**Check your understanding**
1. In the candidate questionnaire below, what does the candidate say California should act as if other states restrict gender-affirming care?
2. List every safeguard or restriction on social media that the candidate supports in the candidate questionnaire below.
3. Please carry the candidate questionnaire below forward from where it stops.

**Document section**
::::
We can protect consumers today while building a cleaner, more stable energy future.
In 2024, voters approved Proposition 36 to increase penalties for certain drug and retail theft crimes and make available a drug treatment option for some who plead guilty to felony drug possession. Would you, as a legislator, demand that more funding for behavioral health treatments be included in the budget? How would you ensure that money is used properly? (Please answer in 250 words or less.)
Yes, I strongly support increasing funding for behavioral health treatment.
If we are expanding penalties, we must also expand treatment pathways—otherwise we are criminalizing illness.
To ensure accountability:
• Require data reporting and outcome tracking
• Fund evidence-based programs
• Tie funding to measurable results
Treatment must be accessible, effective, and transparent.
What role should the state play in ensuring hospitals and doctors are providing gender-affirming care to LGBTQ+ residents? Similarly, what role do you believe the state could play should other states adopt policies that restrict that care? (Please answer in 250 words or less.)
The state must ensure access, protection, and expansion of gender-affirming care.
I will:
• Protect providers and patients from discrimination
• Expand funding for LGBTQ+ healthcare and housing
• Ensure inclusive education and workplace protections
If other states restrict care, California should act as a safe haven, including legal protections and access for those seeking care.
This is about healthcare, dignity, and human rights.
Governments around the world are increasingly considering an age ban or other restrictions on social media use among young people, citing mental health and other concerns. Do you believe it’s the state’s responsibility to regulate social media use? Why or why not? And what specific restrictions or safeguards would you propose as a state lawmaker? (Please answer in 250 words or less.)
Yes, the state has a role—especially in protecting minors.
I support:
• Age-appropriate design standards
• Limits on addictive algorithms for youth
• Stronger data privacy protections
• Transparency requirements for platforms
The goal is not censorship, but safeguards against harm, particularly for mental health.
::::
**Supplied material**
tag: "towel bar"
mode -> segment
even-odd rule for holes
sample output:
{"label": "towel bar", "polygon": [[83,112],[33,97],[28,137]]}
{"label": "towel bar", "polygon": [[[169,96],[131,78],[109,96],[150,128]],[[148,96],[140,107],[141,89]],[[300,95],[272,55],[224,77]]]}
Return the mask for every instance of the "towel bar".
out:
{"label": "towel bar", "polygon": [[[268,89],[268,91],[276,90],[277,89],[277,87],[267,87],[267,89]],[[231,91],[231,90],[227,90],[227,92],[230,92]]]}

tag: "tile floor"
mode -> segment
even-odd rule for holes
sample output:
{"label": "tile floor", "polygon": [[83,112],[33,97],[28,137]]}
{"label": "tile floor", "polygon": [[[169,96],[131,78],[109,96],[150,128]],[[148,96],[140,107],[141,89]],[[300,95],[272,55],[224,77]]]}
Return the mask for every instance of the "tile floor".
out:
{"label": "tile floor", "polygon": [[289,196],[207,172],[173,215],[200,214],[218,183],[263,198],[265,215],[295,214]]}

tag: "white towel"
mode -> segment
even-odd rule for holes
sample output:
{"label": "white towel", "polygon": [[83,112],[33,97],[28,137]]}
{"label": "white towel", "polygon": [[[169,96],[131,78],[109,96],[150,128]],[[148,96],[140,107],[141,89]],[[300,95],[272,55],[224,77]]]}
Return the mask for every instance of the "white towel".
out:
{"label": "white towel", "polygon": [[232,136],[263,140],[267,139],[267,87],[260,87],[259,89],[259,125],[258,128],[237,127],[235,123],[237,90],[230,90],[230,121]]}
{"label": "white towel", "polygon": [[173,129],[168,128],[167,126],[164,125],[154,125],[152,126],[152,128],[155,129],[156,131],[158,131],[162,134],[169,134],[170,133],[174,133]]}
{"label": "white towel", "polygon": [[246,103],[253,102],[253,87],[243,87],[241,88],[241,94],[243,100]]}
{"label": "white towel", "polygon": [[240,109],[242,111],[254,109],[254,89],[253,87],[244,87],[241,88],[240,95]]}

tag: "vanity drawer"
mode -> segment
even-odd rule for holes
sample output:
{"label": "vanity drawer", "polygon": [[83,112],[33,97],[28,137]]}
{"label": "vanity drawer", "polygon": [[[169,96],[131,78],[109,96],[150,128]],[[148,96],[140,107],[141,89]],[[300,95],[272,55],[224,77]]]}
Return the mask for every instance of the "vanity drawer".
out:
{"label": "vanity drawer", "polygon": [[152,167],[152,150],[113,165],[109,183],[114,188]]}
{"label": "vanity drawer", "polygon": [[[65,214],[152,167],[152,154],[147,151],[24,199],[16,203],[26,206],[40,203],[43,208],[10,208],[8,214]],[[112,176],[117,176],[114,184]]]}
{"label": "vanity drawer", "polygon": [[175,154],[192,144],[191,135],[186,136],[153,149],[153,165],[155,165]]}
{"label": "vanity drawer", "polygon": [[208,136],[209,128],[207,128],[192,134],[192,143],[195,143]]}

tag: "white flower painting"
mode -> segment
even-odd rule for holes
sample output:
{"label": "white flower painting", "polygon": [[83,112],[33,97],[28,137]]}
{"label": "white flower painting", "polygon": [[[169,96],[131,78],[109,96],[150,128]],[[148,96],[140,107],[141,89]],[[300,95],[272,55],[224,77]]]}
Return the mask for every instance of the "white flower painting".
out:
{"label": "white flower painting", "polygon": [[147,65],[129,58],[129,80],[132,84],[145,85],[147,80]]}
::::
**Results by task**
1. A safe haven, including legal protections and access for those seeking care.

2.
- Age-appropriate design standards
- Limits on addictive algorithms for youth
- Stronger data privacy protections
- Transparency requirements for platforms

3.
Artificial intelligence has become a ubiquitous part of our lives. Yet public concerns remain that there aren’t enough regulations governing when or how AI should be used, and that the technology would replace jobs and leave too many Californians unemployed. How specifically would you balance such concerns with the desire to foster innovation and have California remain a leader in this space? (Please answer in 250 words or less.)
California should lead in AI, but with guardrails.
I support:
• Worker protections and retraining programs
• Transparency in AI use
• Ethical standards for deployment
Innovation and worker protection must go hand-in-hand. We can lead globally without leaving workers behind.
Statistically, violent crime rates in California is on the decline, but still, residents are not feeling safe or at ease in their communities. How do you see your role in the state legislature in addressing the underlying issues that make Californians feel unsafe in their own neighborhoods? (Please answer in 250 words or less.)
Even if crime is declining, people must feel safe.
My approach:
• Invest in root causes (housing, mental health, economic stability)
• Expand non-police crisis response
• Strengthen community-based safety programs
Safety comes from stability—not just enforcement.
What’s a hidden talent you have? (Please answer in 250 words or less.)
A hidden talent of mine is language and cultural fluency. I speak multiple languages—including Spanish, Hindi, and Mandarin—and I use that ability to connect with diverse communities across Los Angeles.
It’s not just about communication—it’s about understanding people across cultures, building trust, and bringing communities together. That skill has shaped my work as an attorney, my service with the U.S. Department of State, and my approach to public leadership.